VORLIEGENDER TEXT:

# # # # # # #

Verlangt der Schuldner die (eingelagerten) Sachen nicht binnen einer Frist von einem Monat nach der Räumung heraus („abfordern“), so hat der Gerichtsvollzieher die Sachen zu verkaufen und den Erlös zu hinterlegen. Nach der bisherigen Regelung des § 885 Abs. 4 S. 1 ZPO a. F. hatte der Schuldner noch zwei Monate Zeit die Sachen herauszufordern. Die Fristverkürzung dient der Harmonisierung mit der neuen Regelung des § 885a Abs. 4 S. 1 ZPO 121) sowie einer effizienteren Gestaltung des Vollstreckungsverfahrens. Der Gerichtsvollzieher hat die Sachen trotz fristgerechter „Abforderung“ zu verwerten, wenn der Mieter nicht innerhalb einer (weiteren) Frist von zwei Monaten nach der Räumung die Kosten für den Transport und die Einlagerung der Sachen begleicht. 122)
Die Verwertung hat durch öffentliche Versteigerung zu erfolgen Die neue Regelung des § 885 Abs. 4 Satz 3 ZPO erklärt nunmehr die Vorschriften der §§ 806, 814, 817 ZPO ausdrücklich für entsprechend anwendbar. Nach §885 Abs. 4 Satz 4ZPO sollen die Sachen, die nicht verwertet werden können, vernichtet werden.
Kündigungsschutz bei der Umwandlung von Miet- in Eigentumswohnungen
Der Vermieter kann das Mietverhältnis bei Eigenbedarf oder Hinderung einer angemessenen wirtschaftlichen Verwertung unter den Voraussetzungen des § 573 Abs. 2 Nr. 2 und Nr. 3 BGB kündigen. Eigenbedarf kann der Vermieter für sich geltend machen, wenn er die Räume selbst als Wohnung nutzen will. Bei mehreren Vermietern genügt es, wenn der Eigenbedarf für nur einen von ihnen besteht. 123) Personenhandelsgesellschaften (OHG, KG), juristische Personen (GmbH, AG) und Vereine können als solche keinen Wohnbedarf haben. 124) Da es aber nicht gerechtfertigt erscheint, die Gesellschafter einer GbR schlechter zu stellen, als die Mitglieder einer einfachen Vermietermehrheit, kann die Gesellschaft bürgerlichen Rechts nach geltender Rechtspraxis das Mietverhältnis bei Eigenbedarf eines Gesellschafters kündigen. 125)

# # # # # # #

AUFGEFÜHRTE ZEILEN:
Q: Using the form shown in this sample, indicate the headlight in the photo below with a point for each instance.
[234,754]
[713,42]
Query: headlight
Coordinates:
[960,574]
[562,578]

# # # # # # #

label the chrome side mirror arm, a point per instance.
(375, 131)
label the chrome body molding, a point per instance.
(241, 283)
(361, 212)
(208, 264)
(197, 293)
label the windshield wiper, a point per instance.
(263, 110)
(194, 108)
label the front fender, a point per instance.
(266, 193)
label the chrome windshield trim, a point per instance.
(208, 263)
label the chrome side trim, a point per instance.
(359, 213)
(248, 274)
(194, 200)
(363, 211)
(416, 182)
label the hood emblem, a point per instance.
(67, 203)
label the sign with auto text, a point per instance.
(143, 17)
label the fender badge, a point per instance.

# # # # # # #

AUFGABENSTELLUNG 1: Schreibe die Zeilen oben neu, beginnend bei der Zeile mit „label the chrome side trim, a“ und endend bei der Zeile mit „label the fender badge, a point per instance.“. Ersetze dabei „label“ durch „mark“ und lass alles andere unverändert.
AUFGABENSTELLUNG 2: Führe den Text über den Kündigungsschutz bei der Umwandlung von Miet- in Eigentumswohnungen im Anschluss an seinen letzten Satz weiter.

LÖSUNG DER AUFGABE 1:
mark the chrome side trim, a point per instance.
(359, 213)
(248, 274)
(194, 200)
(363, 211)
(416, 182)
mark the hood emblem, a point per instance.
(67, 203)
mark the sign with auto text, a point per instance.
(143, 17)
mark the fender badge, a point per instance.

LÖSUNG DER AUFGABE 2:
Der Erwerber einer Wohnung tritt mit Vollendung des Eigentumserwerbs, also i. d. R. mit der Eintragung ins Grundbuch, gem. § 566 Abs. 1 BGB kraft Gesetz in das bestehende Mietverhältnis ein, das er sodann unter den Voraussetzungen des § 573 Abs. 2 Nr. 2 und Nr. 3 BGB kündigen kann. Hat der Vermieter an den Wohnungen eines Mehrfamilienhauses Wohnungseigentum begründet 126) und die Wohnungen anschließend veräußert, so wird das Recht des Erwerbers zum Ausspruch einer Eigenbedarfs- oder Verwertungskündigung gem. § 577a Abs. 1 BGB für die Dauer von drei Jahren beschränkt. Eine Kündigung innerhalb der Frist ist in jedem Fall unwirksam. Die Sperrfrist kann in Gebieten mit besonderer Gefährdung der Versorgung der Bevölkerung mit Mietwohnungen zu angemessenen Bedingungen auf bis zu zehn Jahren festgesetzt werden. Die Bundesländer werden in § 577a Abs. 2 Satz 2 BGB ermächtigt, die Gebiete und die Frist nach § 577a Abs. 2 Satz 1 BGB für die Dauer von höchstens zehn Jahren durch Rechtsverordnung zu bestimmen. Der Tatbestand des § 577a Abs. 1 BGB setzt in zeitlicher Reihenfolge zunächst den Abschluss eines Mietvertrages, die Einräumung von Besitz, die Begründung von Wohnungseigentum und schließlich die Veräußerung der Eigentumswohnung voraus.
Nach der bisherigen Rechtslage war es möglich, die tatbestandlichen Voraussetzungen des § 577a Abs. 1 BGB unter Beteiligung einer Personengesellschaft/Personenmehrheit zu umgehen. Im Rahmen dieser Konstruktion wurde das Mehrfamilienhaus zuerst an eine Gesellschaft bürgerlichen Rechts veräußert. Anschließend hat die GbR die Mietverhältnisse gem. § 573 Abs. 2 Nr. 2 BGB wegen Eigenbedarfs ihrer Gesellschafter gekündigt. Nach Beendigung der Mietverhältnisse wurde sodann Wohnungseigentum begründet (sog. „Münchener Modell“).